Material for the task -
──────────

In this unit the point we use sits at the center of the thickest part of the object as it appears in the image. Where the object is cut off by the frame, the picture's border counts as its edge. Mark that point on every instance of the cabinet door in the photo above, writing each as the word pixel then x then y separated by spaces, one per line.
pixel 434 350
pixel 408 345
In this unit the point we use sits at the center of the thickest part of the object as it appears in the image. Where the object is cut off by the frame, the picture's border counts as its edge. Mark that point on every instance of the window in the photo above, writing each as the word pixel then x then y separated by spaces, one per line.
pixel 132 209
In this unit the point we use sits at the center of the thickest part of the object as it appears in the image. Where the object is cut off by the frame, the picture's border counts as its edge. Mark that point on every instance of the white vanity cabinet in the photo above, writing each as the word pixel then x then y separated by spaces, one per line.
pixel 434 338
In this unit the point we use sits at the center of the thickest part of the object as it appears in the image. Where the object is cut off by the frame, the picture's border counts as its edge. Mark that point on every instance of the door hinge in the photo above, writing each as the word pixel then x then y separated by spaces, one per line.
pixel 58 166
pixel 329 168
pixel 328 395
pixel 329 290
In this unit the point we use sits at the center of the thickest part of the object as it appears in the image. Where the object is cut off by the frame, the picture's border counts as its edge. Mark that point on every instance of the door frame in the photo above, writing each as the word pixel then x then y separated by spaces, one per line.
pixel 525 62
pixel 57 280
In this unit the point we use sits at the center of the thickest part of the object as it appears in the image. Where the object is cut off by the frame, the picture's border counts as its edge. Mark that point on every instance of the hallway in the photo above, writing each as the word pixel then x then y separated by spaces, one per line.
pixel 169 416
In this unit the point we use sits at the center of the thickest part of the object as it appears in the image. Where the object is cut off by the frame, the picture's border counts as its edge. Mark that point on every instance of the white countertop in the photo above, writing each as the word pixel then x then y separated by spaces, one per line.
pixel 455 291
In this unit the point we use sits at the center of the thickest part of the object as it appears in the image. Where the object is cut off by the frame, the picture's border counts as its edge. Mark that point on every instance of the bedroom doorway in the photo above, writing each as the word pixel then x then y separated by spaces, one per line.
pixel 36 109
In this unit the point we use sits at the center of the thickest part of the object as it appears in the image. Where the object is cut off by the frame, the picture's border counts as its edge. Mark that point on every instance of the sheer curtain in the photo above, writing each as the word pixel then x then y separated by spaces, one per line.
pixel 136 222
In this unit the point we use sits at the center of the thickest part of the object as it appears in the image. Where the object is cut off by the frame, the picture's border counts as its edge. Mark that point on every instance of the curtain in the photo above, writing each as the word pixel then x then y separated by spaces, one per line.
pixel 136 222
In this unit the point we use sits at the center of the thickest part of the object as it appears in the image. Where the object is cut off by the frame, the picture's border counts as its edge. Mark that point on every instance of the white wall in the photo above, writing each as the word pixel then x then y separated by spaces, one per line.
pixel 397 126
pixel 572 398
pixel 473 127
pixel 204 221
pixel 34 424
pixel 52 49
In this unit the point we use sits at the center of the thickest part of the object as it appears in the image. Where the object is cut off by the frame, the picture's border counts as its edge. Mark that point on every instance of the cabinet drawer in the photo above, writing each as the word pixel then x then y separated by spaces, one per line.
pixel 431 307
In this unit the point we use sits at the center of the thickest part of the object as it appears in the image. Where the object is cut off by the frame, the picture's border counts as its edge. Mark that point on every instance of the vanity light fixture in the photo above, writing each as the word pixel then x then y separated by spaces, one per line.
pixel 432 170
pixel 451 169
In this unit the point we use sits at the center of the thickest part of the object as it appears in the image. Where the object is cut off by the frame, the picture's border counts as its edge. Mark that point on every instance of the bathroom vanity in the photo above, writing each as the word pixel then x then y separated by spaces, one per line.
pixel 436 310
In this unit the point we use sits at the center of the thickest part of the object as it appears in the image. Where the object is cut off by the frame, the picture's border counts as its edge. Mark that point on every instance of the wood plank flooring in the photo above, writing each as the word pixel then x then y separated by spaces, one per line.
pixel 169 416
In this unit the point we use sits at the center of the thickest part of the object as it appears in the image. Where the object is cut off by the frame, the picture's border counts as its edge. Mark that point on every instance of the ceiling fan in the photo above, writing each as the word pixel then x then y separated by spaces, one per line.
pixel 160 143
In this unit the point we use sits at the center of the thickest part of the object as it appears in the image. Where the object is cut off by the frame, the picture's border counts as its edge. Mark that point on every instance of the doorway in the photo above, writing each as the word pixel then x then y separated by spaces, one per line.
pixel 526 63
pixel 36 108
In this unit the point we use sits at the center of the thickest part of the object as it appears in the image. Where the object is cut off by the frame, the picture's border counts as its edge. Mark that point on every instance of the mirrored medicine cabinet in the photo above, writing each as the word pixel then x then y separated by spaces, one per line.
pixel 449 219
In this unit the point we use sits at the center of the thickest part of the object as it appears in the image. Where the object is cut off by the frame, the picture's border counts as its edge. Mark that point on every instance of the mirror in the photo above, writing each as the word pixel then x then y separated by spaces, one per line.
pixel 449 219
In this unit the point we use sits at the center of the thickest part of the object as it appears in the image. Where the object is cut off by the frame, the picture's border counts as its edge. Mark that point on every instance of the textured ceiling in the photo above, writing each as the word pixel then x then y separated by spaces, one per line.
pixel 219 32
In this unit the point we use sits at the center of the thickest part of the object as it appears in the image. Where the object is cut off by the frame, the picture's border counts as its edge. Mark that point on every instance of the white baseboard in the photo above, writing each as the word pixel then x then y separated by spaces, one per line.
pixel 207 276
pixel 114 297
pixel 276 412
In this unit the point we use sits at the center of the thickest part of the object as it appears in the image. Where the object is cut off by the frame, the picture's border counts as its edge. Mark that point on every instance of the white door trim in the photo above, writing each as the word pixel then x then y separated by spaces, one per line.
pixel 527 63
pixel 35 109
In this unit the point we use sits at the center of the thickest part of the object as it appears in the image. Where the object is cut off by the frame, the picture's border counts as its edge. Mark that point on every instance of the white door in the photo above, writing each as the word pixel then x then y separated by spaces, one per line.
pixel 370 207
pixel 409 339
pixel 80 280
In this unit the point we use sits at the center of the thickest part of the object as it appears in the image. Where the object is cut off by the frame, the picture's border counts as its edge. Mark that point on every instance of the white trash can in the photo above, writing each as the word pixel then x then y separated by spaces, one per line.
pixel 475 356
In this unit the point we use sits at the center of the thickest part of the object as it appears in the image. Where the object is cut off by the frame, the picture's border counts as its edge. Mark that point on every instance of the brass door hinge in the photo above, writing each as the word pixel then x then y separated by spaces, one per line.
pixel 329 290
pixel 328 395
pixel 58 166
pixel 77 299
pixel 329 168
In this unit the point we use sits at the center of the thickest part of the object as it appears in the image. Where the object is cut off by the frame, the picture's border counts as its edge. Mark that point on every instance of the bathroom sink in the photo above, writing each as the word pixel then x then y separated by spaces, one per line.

──────────

Task goal -
Every line of the material must be duplicated exactly.

Worked solution -
In this unit the point we use sits at the center of the thickest part of the object as it appears in the image. Where the object is cut off by the frame, the picture's border counts as its edge. Mark that point on every instance of the cabinet door in the photo above, writing each as the word pixel then x then y separated by spaces, one per line.
pixel 434 350
pixel 408 345
In this unit the point we use sits at the center of the thickest part of the object as it appears in the image. Where the object is cut off by the frame, the picture's border counts as its edge. Mark that point on every instance of the window in the photo above, writing each as the word pixel then x then y separated by spaces, one per line.
pixel 132 209
In this unit the point we use sits at the center of the thickest part of the object as it appears in the image. Where the object is cut off by the frame, the picture's border counts as its edge. Mark that point on every instance of the white vanity cabinet in the photo above, writing each as the word pixel then x then y separated by spaces, one per line.
pixel 434 338
In this unit the point we use sits at the center of the thickest part of the object as it appears in the image. Where the object is cut off by the frame, the picture's border counts as its edge. Mark that point on every instance of the door hinge in the photo above, writing each as the word pixel then x then y separated by spaces, one per line.
pixel 58 166
pixel 329 168
pixel 328 395
pixel 329 290
In this unit the point we use sits at the center of the thickest part of the object as it appears in the image. Where the object is cut off by the frame, the picture's border counts as its edge. Mark that point on every instance of the door frame in the photo above, writing each as the word pixel then x then y separated by spaces, one per line.
pixel 525 62
pixel 57 280
In this unit the point we use sits at the center of the thickest part of the object as it appears in the image. Where the object is cut off by the frame, the picture's border counts as its edge. Mark that point on every instance of the hallway in the photo above, writing each as the word pixel then x then y separated by spaces, one per line.
pixel 169 416
In this unit the point we use sits at the center of the thickest part of the object as it appears in the image. Where the object is cut off by the frame, the picture's border counts as its edge. Mark that point on every instance of the white countertop in the photo above, writing each as the word pixel then x then y separated by spaces, one per line.
pixel 455 291
In this unit the point we use sits at the center of the thickest part of the object as it appears in the image. Where the object is cut off by the frame, the picture's border counts as its edge. Mark that point on every instance of the bedroom doorway in the photo above, writing each as the word pixel then x then y separated by spaces, one per line.
pixel 36 109
In this unit the point we use sits at the center of the thickest part of the object as it appears in the image. Where the object is cut off by the frame, the picture's border counts as its edge. Mark that point on every instance of the sheer curtain in the photo above, writing each as the word pixel then x then y separated by spaces, one per line.
pixel 136 222
In this unit the point we use sits at the center of the thickest part of the object as it appears in the image. Where the object is cut off by the frame, the picture's border counts as its edge. Mark that point on every instance of the curtain in the photo above, writing each as the word pixel then x then y separated by spaces, one per line.
pixel 136 222
In this unit the point we use sits at the center of the thickest part of the object as it appears in the image. Where the object is cut off by the frame, the picture's border counts as its edge. Mark that point on every instance of the white wall in the photo above, writing each as the word pixel then x then y separated by spaces, one per line.
pixel 397 126
pixel 572 398
pixel 473 127
pixel 204 221
pixel 34 424
pixel 52 49
In this unit the point we use sits at the center of the thickest part of the object as it appears in the image. Where the object is cut off by the frame, the picture's border counts as its edge. Mark that point on every instance of the cabinet drawer in the photo above, writing each as the word pixel then x then y separated by spaces, one per line.
pixel 431 307
In this unit the point we use sits at the center of the thickest part of the object as it appears in the image. Where the object is cut off by the frame, the picture's border counts as its edge. Mark that point on every instance of the vanity light fixture in the photo above, writing each as the word pixel then x then y separated by spaces, one per line.
pixel 432 170
pixel 451 169
In this unit the point we use sits at the center of the thickest part of the object as it appears in the image. Where the object is cut off by the frame, the picture's border counts as its edge. Mark that point on every instance of the bathroom vanity in the photo above, writing each as the word pixel then x then y separated by spaces, one per line.
pixel 436 310
In this unit the point we use sits at the center of the thickest part of the object as it appears in the image. Where the object is cut off by the frame, the picture's border counts as its edge. Mark that point on every instance of the wood plank flooring in the photo above, writing each as the word pixel then x then y separated by spaces, one per line.
pixel 169 416
In this unit the point we use sits at the center of the thickest part of the object as it appears in the image. Where the object is cut off by the frame, the picture's border counts as its edge. Mark that point on every instance of the ceiling fan in the photo above, writing each as the word pixel then x then y separated by spaces, one per line.
pixel 160 143
In this unit the point we use sits at the center of the thickest part of the object as it appears in the image. Where the object is cut off by the frame, the picture's border counts as its edge. Mark that point on every instance of the doorway in the photo above, writing each as the word pixel then x then y separated by spaces, one per line.
pixel 526 63
pixel 36 108
In this unit the point we use sits at the center of the thickest part of the object as it appears in the image. Where the object is cut off by the frame, the picture's border counts as its edge. Mark that point on every instance of the mirrored medicine cabinet in the photo above, writing each as the word pixel then x then y separated by spaces, one per line.
pixel 449 219
In this unit the point we use sits at the center of the thickest part of the object as it appears in the image. Where the object is cut off by the frame, the picture's border counts as its edge. Mark that point on every instance of the mirror in the photo above, writing each as the word pixel then x then y separated by spaces, one per line.
pixel 449 219
In this unit the point we use sits at the center of the thickest part of the object as it appears in the image. Where the object is cut off by the frame, the picture's border counts as its edge. Mark that point on every instance of the textured ceiling in the photo above, writing each as the word pixel then x then y separated by spaces, one per line.
pixel 219 32
In this unit the point we use sits at the center of the thickest part of the object as it appears in the image. Where the object is cut off by the frame, the picture's border counts as its edge. Mark that point on every instance of the white baseboard in the photo above, writing each as the word pixel then x then y separated by spaces, one per line.
pixel 207 276
pixel 114 297
pixel 276 412
In this unit the point we use sits at the center of the thickest part of the object as it appears in the image. Where the object is cut off by the frame, the picture's border counts as its edge. Mark that point on every instance of the white door trim in the photo above, writing each as the word pixel then x then y separated by spaces, one per line.
pixel 527 63
pixel 35 109
In this unit the point we use sits at the center of the thickest part of the object as it appears in the image. Where the object is cut off by the frame, the picture's border counts as its edge. Mark that point on every instance of the white door in the photo above, writing each as the word pixel then x then y separated by spaces, one per line.
pixel 370 207
pixel 409 339
pixel 80 280
In this unit the point we use sits at the center of the thickest part of the object as it appears in the image. Where the object is cut off by the frame, the picture's border counts as its edge. Mark that point on every instance of the white trash can in the photo above, writing each as the word pixel then x then y separated by spaces, one per line.
pixel 475 356
In this unit the point we use sits at the center of the thickest part of the object as it appears in the image. Where the object is cut off by the frame, the picture's border counts as its edge. Mark that point on every instance of the brass door hinge in the photo above, writing each as the word pixel then x then y separated by spaces, one per line.
pixel 329 290
pixel 328 395
pixel 58 166
pixel 77 299
pixel 329 168
In this unit the point we use sits at the center of the thickest part of the object as it appears in the image. Where the object is cut off by the frame, the picture's border counts as its edge. Mark that point on every instance of the bathroom sink in the photo above, writing each as the word pixel then x then y separated by spaces, one per line.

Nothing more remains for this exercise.